» **To be done**
Write out the following data line for line, with every character unchanged, but omit the pictures.

# START OF Exercise data

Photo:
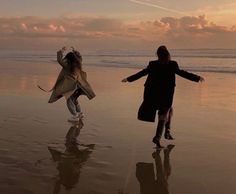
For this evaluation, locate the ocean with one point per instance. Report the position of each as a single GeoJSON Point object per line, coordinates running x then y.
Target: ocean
{"type": "Point", "coordinates": [196, 60]}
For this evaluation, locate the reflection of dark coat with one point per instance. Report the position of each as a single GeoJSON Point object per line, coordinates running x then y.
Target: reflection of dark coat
{"type": "Point", "coordinates": [159, 87]}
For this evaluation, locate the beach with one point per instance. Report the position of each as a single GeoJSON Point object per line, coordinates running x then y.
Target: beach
{"type": "Point", "coordinates": [112, 152]}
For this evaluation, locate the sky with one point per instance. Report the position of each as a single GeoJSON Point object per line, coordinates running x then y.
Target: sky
{"type": "Point", "coordinates": [117, 24]}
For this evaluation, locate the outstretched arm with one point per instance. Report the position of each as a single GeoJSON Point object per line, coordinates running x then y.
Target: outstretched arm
{"type": "Point", "coordinates": [136, 76]}
{"type": "Point", "coordinates": [187, 75]}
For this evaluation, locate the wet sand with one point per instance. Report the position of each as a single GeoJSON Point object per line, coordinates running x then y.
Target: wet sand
{"type": "Point", "coordinates": [112, 152]}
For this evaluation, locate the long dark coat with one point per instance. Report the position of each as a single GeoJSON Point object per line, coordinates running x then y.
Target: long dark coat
{"type": "Point", "coordinates": [159, 87]}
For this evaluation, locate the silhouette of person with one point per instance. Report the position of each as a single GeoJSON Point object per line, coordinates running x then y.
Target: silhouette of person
{"type": "Point", "coordinates": [149, 184]}
{"type": "Point", "coordinates": [159, 91]}
{"type": "Point", "coordinates": [70, 162]}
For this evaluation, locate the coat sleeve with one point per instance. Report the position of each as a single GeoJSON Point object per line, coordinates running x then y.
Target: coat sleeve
{"type": "Point", "coordinates": [185, 74]}
{"type": "Point", "coordinates": [138, 75]}
{"type": "Point", "coordinates": [60, 60]}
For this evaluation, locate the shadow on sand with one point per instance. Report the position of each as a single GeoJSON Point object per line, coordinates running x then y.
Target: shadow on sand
{"type": "Point", "coordinates": [145, 173]}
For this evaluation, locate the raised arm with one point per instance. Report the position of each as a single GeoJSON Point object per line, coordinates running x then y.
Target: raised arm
{"type": "Point", "coordinates": [60, 59]}
{"type": "Point", "coordinates": [187, 75]}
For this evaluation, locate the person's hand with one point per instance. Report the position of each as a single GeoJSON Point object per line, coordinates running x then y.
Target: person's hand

# END OF Exercise data

» **Task response**
Photo:
For this evaluation, locate the ocean with one point per instance. Report the position of each as a single GeoJSON Point object per line, coordinates running x then y.
Target: ocean
{"type": "Point", "coordinates": [196, 60]}
For this evaluation, locate the reflection of dark coat with one point per instance. Report the position of each as a single GeoJSON Point object per line, coordinates running x then y.
Target: reflection of dark coat
{"type": "Point", "coordinates": [159, 87]}
For this evaluation, locate the beach with one point per instance. Report the position of each as a single GeoJSON Point object per line, coordinates running x then y.
Target: beach
{"type": "Point", "coordinates": [112, 152]}
For this evaluation, locate the sky with one point per instance. Report the position of each as a single GeoJSON Point object per line, coordinates running x then y.
Target: sky
{"type": "Point", "coordinates": [117, 24]}
For this evaluation, locate the outstretched arm with one point per instance. Report the position of each as a single GeoJSON Point object per line, coordinates running x then y.
Target: outstretched arm
{"type": "Point", "coordinates": [136, 76]}
{"type": "Point", "coordinates": [187, 75]}
For this evaluation, locate the wet sand with one point per instance. Report the position of each as a single GeoJSON Point object per line, coordinates running x then y.
Target: wet sand
{"type": "Point", "coordinates": [112, 152]}
For this evaluation, locate the long dark coat with one point per instance. Report the position of each as a single GeoJSON Point object per line, coordinates running x then y.
Target: long dark coat
{"type": "Point", "coordinates": [159, 87]}
For this evaluation, locate the silhouette of person with one point per instance. Report the position of each as a single GeoJSON Point object per line, coordinates running x then y.
Target: silhouette of person
{"type": "Point", "coordinates": [149, 184]}
{"type": "Point", "coordinates": [159, 91]}
{"type": "Point", "coordinates": [70, 162]}
For this evaluation, locate the coat sleeve with one point per instance. Report the position of each as a single GeoJSON Point object per line, coordinates running x then y.
Target: coat sleeve
{"type": "Point", "coordinates": [185, 74]}
{"type": "Point", "coordinates": [138, 75]}
{"type": "Point", "coordinates": [60, 60]}
For this evaluation, locate the shadow on sand with one point per instance. Report the position of each as a single GeoJSON Point object per line, coordinates running x then y.
Target: shadow on sand
{"type": "Point", "coordinates": [145, 173]}
For this evaluation, locate the raised arm with one point per instance. Report the position of each as a single GeoJSON Point object per line, coordinates running x then y.
Target: raised arm
{"type": "Point", "coordinates": [60, 59]}
{"type": "Point", "coordinates": [187, 75]}
For this evaluation, locate the person's hand with one point per instance. Report the position of each as a single GeoJSON Point object per line, coordinates running x then y.
Target: person's hand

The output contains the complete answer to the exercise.